WORK INSTRUCTIONS -
A – In the refugee conference text, which group of refugees have many found it objectionable to give priority to?
B – List every keynote speaker named in the refugee conference text, along with the affiliation shown for each.
C – Write a continuation of the refugee conference text, starting right after its final line.

SUPPLIED TEXT -
++++++++

Faced with the worst displacement crisis since the second world war,
many states are unlikely to accept as many refugees as they ought,
and very few are likely to accept more than they are required. So
though some refugees will be admitted, many with sound claims will
thus be wrongfully rejected. Are some ways of wrongfully rejecting
refugees less objectionable than others? If “yes”, is it then morally
justifiable to give priority to refugees who flee from worse forms
discrimination or persecution of minority groups than refugees who
flee less severe forms of discrimination?

In the abstract this might seem like a reasonable position. Yet, many
have found it objectionable to give priority to Christian refugees
from the Middle East – especially without a similar scheme for Muslim
refugees from countries where they experience comparable forms of
discrimination. Furthermore, giving priority to refugees on the basis
of the degree to which they experience discrimination and prosecution
in the countries from which they flee might involve drastic
divergences from present patterns of asylum admittances. For
instance, given the widespread and severe discrimination women and
homosexuals face in many parts of the world, should such refugees be
given priority, considering fewer men and heterosexuals would then be
admitted?

Some might reject the very idea of sorting refugees who all merit
asylum into different groups – triage for refugees as it were. And
some may instead reject the particular principle of risk of
persecution for the distribution of asylum, on the basis of this
principle’s implications. If so, which alternative or additional
principles should regulate the admission of refugees?

This conference aims to tackle such issues by addressing the
question: What role ought minority protection play, and, more
generally, what are the right principles of admitting and rejecting
refugees when asylum, whether permanent or temporary, is
under-supplied in a non-ideal world? What are the implications for
the present situation given the correct answer to the previous
questions? And should we at all consider prioritizing among refugees?
If not, why not?


Keynote Speakers: 

David Miller (Oxford)
Sarah Fine (KCL)
Serena Parekh (Northeastern)
Kieran Oberman (Edinburgh)
Lea Ypi (LSE)
Phillip Cole (UWE)

++++++++

MATERIAL -
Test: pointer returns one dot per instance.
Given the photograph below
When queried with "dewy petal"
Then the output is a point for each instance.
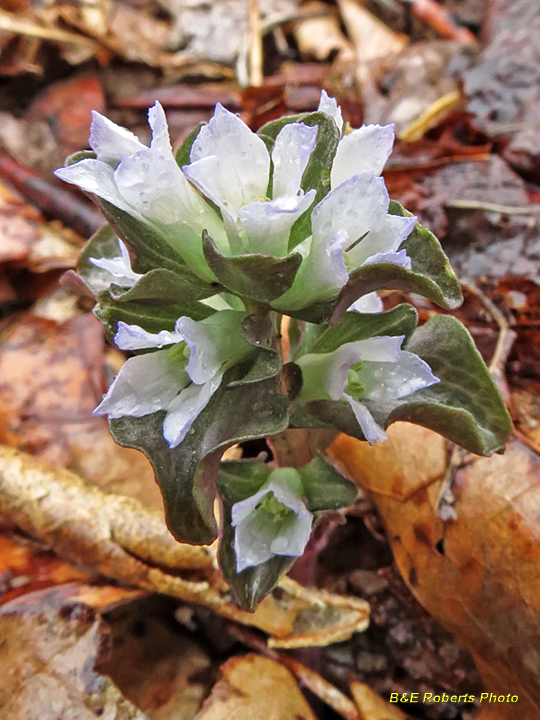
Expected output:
(111, 142)
(373, 432)
(365, 149)
(291, 153)
(355, 207)
(321, 276)
(145, 384)
(382, 348)
(329, 106)
(387, 382)
(370, 303)
(383, 239)
(268, 224)
(96, 177)
(259, 537)
(185, 408)
(325, 375)
(400, 258)
(153, 184)
(215, 343)
(244, 162)
(118, 267)
(161, 142)
(134, 337)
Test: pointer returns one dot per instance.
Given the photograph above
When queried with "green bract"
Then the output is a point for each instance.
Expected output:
(204, 254)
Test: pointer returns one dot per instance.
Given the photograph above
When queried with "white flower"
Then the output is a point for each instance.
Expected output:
(116, 269)
(371, 375)
(231, 166)
(274, 521)
(147, 184)
(351, 225)
(370, 303)
(182, 377)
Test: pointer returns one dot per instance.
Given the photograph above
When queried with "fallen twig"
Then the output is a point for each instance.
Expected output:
(119, 538)
(51, 200)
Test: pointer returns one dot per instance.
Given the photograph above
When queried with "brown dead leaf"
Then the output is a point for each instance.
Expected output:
(372, 706)
(120, 538)
(51, 381)
(256, 688)
(49, 651)
(156, 665)
(477, 574)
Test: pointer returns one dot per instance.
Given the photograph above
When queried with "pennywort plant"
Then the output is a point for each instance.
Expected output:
(207, 255)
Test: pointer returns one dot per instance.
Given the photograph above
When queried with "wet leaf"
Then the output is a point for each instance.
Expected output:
(187, 474)
(260, 277)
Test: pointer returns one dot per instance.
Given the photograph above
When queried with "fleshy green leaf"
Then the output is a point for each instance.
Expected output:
(267, 362)
(187, 473)
(183, 153)
(164, 286)
(260, 277)
(465, 406)
(431, 274)
(253, 584)
(317, 172)
(401, 320)
(325, 488)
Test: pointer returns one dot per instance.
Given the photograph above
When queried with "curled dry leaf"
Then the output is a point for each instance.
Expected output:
(477, 574)
(372, 706)
(51, 381)
(118, 537)
(50, 647)
(257, 688)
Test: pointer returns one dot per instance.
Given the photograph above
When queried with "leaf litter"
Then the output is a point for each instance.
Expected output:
(471, 176)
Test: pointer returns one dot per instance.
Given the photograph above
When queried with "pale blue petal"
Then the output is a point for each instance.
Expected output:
(96, 177)
(119, 268)
(387, 382)
(373, 432)
(370, 303)
(321, 276)
(397, 258)
(268, 224)
(185, 408)
(111, 142)
(329, 106)
(134, 337)
(365, 149)
(244, 162)
(259, 537)
(387, 234)
(290, 155)
(145, 384)
(355, 208)
(154, 185)
(161, 142)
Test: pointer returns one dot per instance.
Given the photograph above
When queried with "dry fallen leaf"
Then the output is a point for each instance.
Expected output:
(50, 646)
(51, 381)
(256, 688)
(118, 537)
(372, 706)
(477, 574)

++++++++

TASK RESULTS -
A – Christian refugees from the Middle East.

B –
David Miller (Oxford)
Sarah Fine (KCL)
Serena Parekh (Northeastern)
Kieran Oberman (Edinburgh)
Lea Ypi (LSE)
Phillip Cole (UWE)

C –
Programme

Thursday 14 June

08:00
Group transport from the hotel where you are staying

8:30-9:00
Arrival, registration and coffee

9:00-9:30
Welcome address from the interim Head of the Department of Philosophy
Heine Holmen Introduction of the GMR project by Annamari Vitikainen
and Kasper Lippert-Rasmussen

9:30-11:00
Session IA
Refugees and minority rights

- Kasper Lippert-Rasmussen (Aarhus & UiT) and Sune Lægaard
(Roskilde): Refugees and minorities: Some conceptual issues

- Alec Ross ((Edinburgh): Rethinking Acceptable Criteria for
Accepting/Rejecting Refugees in a Non-Ideal World

Session IB
Conditions of acceptability of prioritizing refugees

- Max Gabriel Cherem (Kalamazoo): Background conditions of
acceptability for prioritizing refugees

- Annamari Vitikainen (UiT): LGBT rights and refugees: A case for
prioritizing LGBT status in refugee admission

Session IC
National identity, national paradigms and integration

- Benedetta Romano (LMU Munich): Are immigrants a threat to national
identity?

- Eilidh Beaton (UPenn): Should ability to integrate influence
refugee admissions policy?

11:00-11:15
Break

11:15-12:30
Keynote lecture
David Miller (Oxford): Selecting Refugees

12:30-13:30
Lunch in Teorifagskafeen (Teorifagbygg Hus 1)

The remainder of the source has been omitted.